### Provided passage
-------------------------

While we're a long way off from creatures like the Borg in Star Trek The Next Generation—a lifeform that combined the robotic with the organic—we are getting ever closer to humans being able to readily and easily replace failing limbs and body parts with synthetic ones.
The University of Minnesota is working on a 3D printed robotic eye. How this technology works is through the use of photodetectors, which allows the person wearing the synthetic eye to see light. While this tech is very cutting-edge, it is still at a very primitive stage requiring the use of hard materials to produce and is also highly complicated to do despite only taking about an hour to actually produce from start to finish.
Obviously, researchers are looking at utilizing this technology to combat issues such as age-related macular degeneration (AMD) and other such medical problems. Speaking of AMD, in 2015 an 80-year-old man named Ray Flynn was the first person in the world to receive a retinal implant to treat the condition. The result gave him a bonafide bionic eye.

-------------------------

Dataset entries
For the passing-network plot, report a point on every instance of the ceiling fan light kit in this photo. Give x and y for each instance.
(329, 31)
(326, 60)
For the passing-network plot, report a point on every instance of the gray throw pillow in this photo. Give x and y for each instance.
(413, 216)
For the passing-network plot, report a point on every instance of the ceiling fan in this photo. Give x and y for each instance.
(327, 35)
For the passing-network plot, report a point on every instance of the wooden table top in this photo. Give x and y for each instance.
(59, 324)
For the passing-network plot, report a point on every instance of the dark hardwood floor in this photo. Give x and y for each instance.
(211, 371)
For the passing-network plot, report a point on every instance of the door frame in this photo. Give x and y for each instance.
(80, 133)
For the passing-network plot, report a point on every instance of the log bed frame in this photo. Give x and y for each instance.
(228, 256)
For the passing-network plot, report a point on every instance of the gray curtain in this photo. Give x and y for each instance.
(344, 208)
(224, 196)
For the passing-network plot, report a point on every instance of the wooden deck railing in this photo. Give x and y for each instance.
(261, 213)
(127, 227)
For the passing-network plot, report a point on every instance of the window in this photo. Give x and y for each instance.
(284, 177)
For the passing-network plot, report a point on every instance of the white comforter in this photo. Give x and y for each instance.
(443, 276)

-------------------------

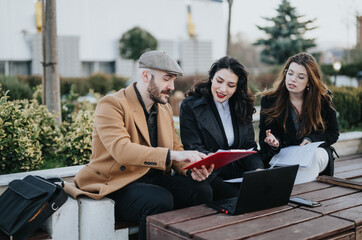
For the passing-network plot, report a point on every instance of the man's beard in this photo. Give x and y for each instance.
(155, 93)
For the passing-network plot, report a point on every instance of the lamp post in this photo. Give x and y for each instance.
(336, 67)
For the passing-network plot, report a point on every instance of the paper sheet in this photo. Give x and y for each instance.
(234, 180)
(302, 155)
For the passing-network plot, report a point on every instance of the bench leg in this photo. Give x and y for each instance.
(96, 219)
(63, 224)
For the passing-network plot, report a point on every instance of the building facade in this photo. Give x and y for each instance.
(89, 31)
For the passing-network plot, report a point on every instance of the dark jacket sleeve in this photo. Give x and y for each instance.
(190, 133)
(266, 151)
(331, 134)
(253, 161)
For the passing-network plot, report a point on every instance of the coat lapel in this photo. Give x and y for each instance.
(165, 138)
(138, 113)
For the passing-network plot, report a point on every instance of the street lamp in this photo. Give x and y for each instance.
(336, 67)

-------------------------

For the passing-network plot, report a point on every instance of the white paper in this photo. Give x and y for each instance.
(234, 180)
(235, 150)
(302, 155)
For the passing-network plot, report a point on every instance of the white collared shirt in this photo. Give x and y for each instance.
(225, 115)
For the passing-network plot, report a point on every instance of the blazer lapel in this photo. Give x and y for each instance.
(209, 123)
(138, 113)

-------------------------

### Tasks to carry out
1) Echo the passage on synthetic eyes from "While we're a" up to and including "start to finish.".
2) Write what comes next in the passage on synthetic eyes, picking up after its final sentence.
These entries have no connection to the passage on synthetic eyes.

### Exercise results
1)
While we're a long way off from creatures like the Borg in Star Trek The Next Generation—a lifeform that combined the robotic with the organic—we are getting ever closer to humans being able to readily and easily replace failing limbs and body parts with synthetic ones.
The University of Minnesota is working on a 3D printed robotic eye. How this technology works is through the use of photodetectors, which allows the person wearing the synthetic eye to see light. While this tech is very cutting-edge, it is still at a very primitive stage requiring the use of hard materials to produce and is also highly complicated to do despite only taking about an hour to actually produce from start to finish.

2)
Researchers had this to say about the process of creating these robo-eyes: "Here we demonstrate a fully 3D-printed hemispherical photodetector array that can sensitively detect images with a wide field-of-view,” Ruitao Su, a research assistant at the University of Minnesota who worked on the project, told Digital Trends. “The high efficiency of the photodetectors and the ability to readily customize the size and layout of the design render this approach … promising for the creation of bionic eyes."
Despite this technology being very primitive at this point and time and being a far cry from being able to replace the real thing, this is a great medical advancement that could be utilized to treat a plethora of conditions and will vastly improve the quality of life for those who have problems with their vision. Though it will be a very long time before this type of procedure becomes commonplace, it most certainly will become more used practice within our lifetimes.